_SELECTED TEXT_:
Once the data has been downloaded, the text report is transferred to the Maintenance Control Centre before the team peruses it. They start looking for information in the post-flight and ACMS reports. They need to correlate manually so, for example, if there is a fault and an associated warning, they need to analyse if it is about the same topic (unlike an online health monitoring system which can do this task automatically), then they need to find and use the right technical documentation (TSM, TFU).

Airbus aircraft on ground


…to the first health monitoring system for Airbus operators

Over twenty years ago, many Airbus operators started using Airbus’s health monitoring software, Airman. This radically changed the management of maintenance for incoming aircraft.

Let’s look at the same flight using this solution.

From the moment the engines start warming up and/or the doors are closed, through to take-off, flight and landing, the maintenance teams are watching their monitors. They can see all alerts and warnings and Airman can correlate alerts and indicate if they are related.

If an alert is considered critical, the team has immediate access to all the details and technical documentation and can decide on the maintenance action. The team can exchange with their engineers and, based on the analysis, can decide to intervene as soon as the aircraft arrives. Before the aircraft lands, they can already launch the work order, organise part delivery, and prepare work procedures and manpower. 

If an alert is considered non-critical, and for example the aircraft has a C-check planned the following week, they may decide to postpone the intervention until then or even later, depending on severity of the issue. 

All-in-all, there is no waiting at the gate to download, check and correlate data. Decisions have all been made in advance of the landing and necessary interventions prepared.


…and now airlines get a power boost

Today, with ever evolving technology, health monitoring takes another step forward with a much more powerful platform, Airbus Skywise. But what additional benefits does this actually bring airlines?

Skywise Health Monitoring (SHM) takes advantage of all the benefits that information technology can now offer, thanks to a platform which is able to manage much bigger amounts of data, much faster. The teams can also associate the work order with the maintenance activities.

A fully web-based system - so with no need to have Java installed locally - means airlines can access the data regardless of their computer or tablet type. 

By default SHM offers different information to ease troubleshooting. With each event the airline or its maintenance partner gets a short history of the last 15 flights. This enables it to identify repetitive events and to use solutions already applied before. On top of this, the flight phase specifies exactly when during the flight the event occurs, because an event may be critical during flight but not during engine start. The team can also go back much further in time to consult the PFR Post Flight Reports - for example, the last 100 reports. 

The two features are used by the MCC, the real-time operators. They can access the full view of events over several years.

Defining priorities and severity of events

Monitoring failures or potential failures during flight has become standard practice and even indispensable. The actual severity of the event is evaluated by the qualified ground staff, with or without support from Airbus in line with the airline’s agreement / contract. It is the ground support people who make the decisions, not the aircraft system.

Airbus can provide some priorities linked to the fault. This assists the airline in evaluating the severity of the issue and consequently how to manage it.

_EXERCISE REQUIREMENTS_:
**1.** Answer these questions from the text on Airbus aircraft health monitoring:
(a) What is the name of the health monitoring software that many Airbus operators started using over twenty years ago?
(b) With each event, how many past flights does the short history in Skywise Health Monitoring cover?
(c) According to the text, who makes the decisions about the severity of an event, and who does not?
**2.** Carry on the text about Airbus aircraft health monitoring, starting after its last sentence.

_EXTRACTED INFORMATION_:
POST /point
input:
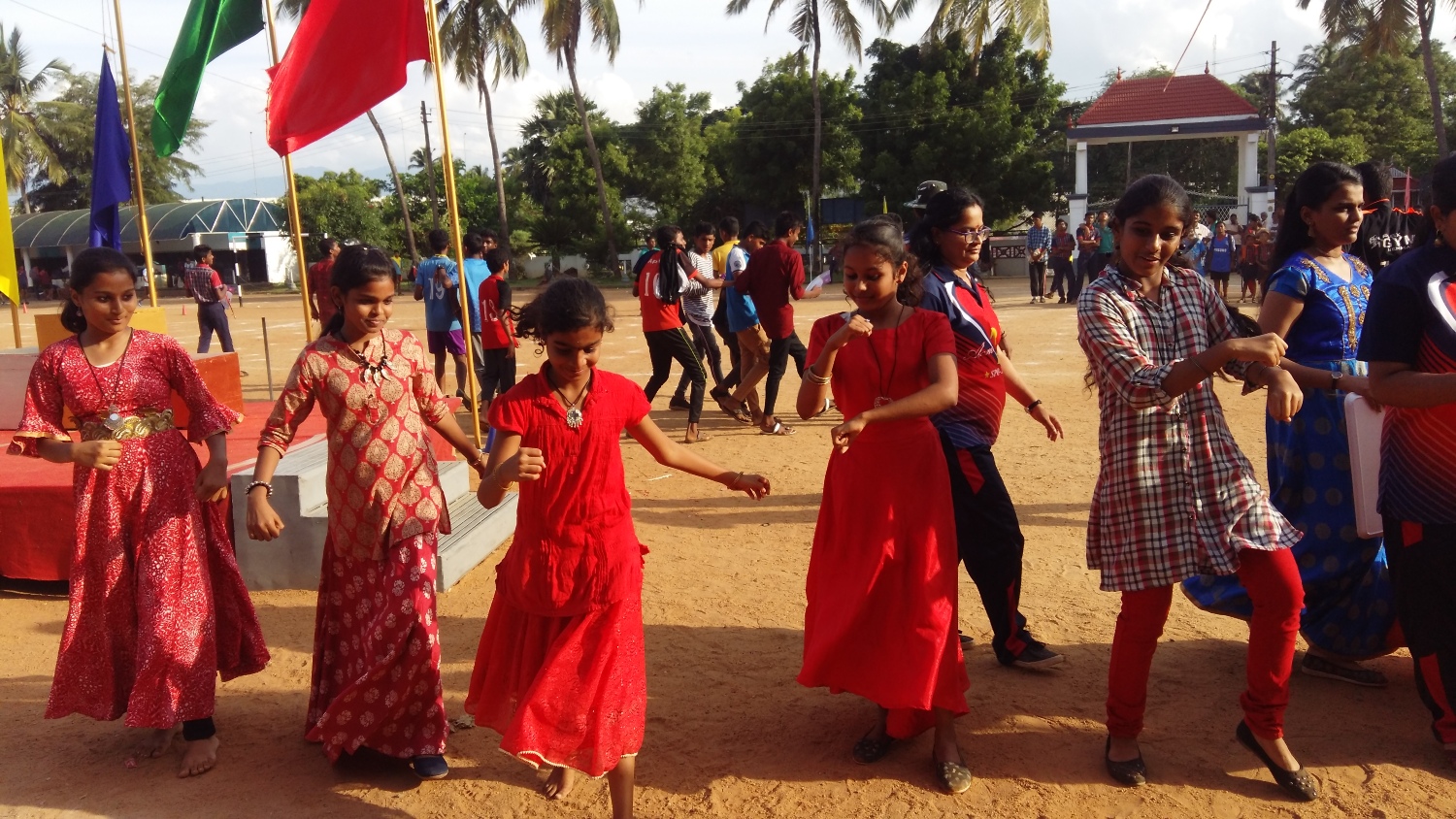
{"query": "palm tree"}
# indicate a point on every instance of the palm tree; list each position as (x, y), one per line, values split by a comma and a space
(977, 22)
(296, 9)
(1385, 26)
(22, 127)
(478, 35)
(562, 23)
(807, 29)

_TASK ANSWERS_:
**1.**
(a) Airman.
(b) The last 15 flights.
(c) The ground support people make the decisions, not the aircraft system.

**2.**
Airlines may also choose to define their own priorities regarding maintenance. These may depend on their passenger offering, such as IFE, or their logistical set-up. Typically, an airline might prefer to fix a fault once the aircraft has returned to its main base, rather than during a stopover which could mean extra delays and costs. These priorities are programmed in the health monitoring system. In line with the support contract signed with the customer, health monitoring is also used by Airtac (the Airbus Technical AOG Centre) with a similar set-up to the customer, constantly monitoring the fleet 24/7. 

Regulatory authorities may define parameters to be adhered to such as the Master Minimum Equipment List, requiring minimum equipment to be running before allowing dispatch. The health monitoring system can highlight if a no-go situation has been reached which requires a fault to be fixed first.

In addition to fault alerts, health monitoring also provides Aircraft Condition Monitoring System (ACMS) reports which include all key data of the aircraft and the parameter values. These reports serve to check that all parameters are working.



Health monitoring in 5 steps for the maintenance team

Step 1

At the beginning of the flight, there is a maintenance alert on the aircraft. We receive the alert by email because we have already set up notifications for a specific ATA chapter. We simply click on this event to connect to Skywise Health Monitoring enabling us to retrieve the whole context, ie the warnings and all the associated faults.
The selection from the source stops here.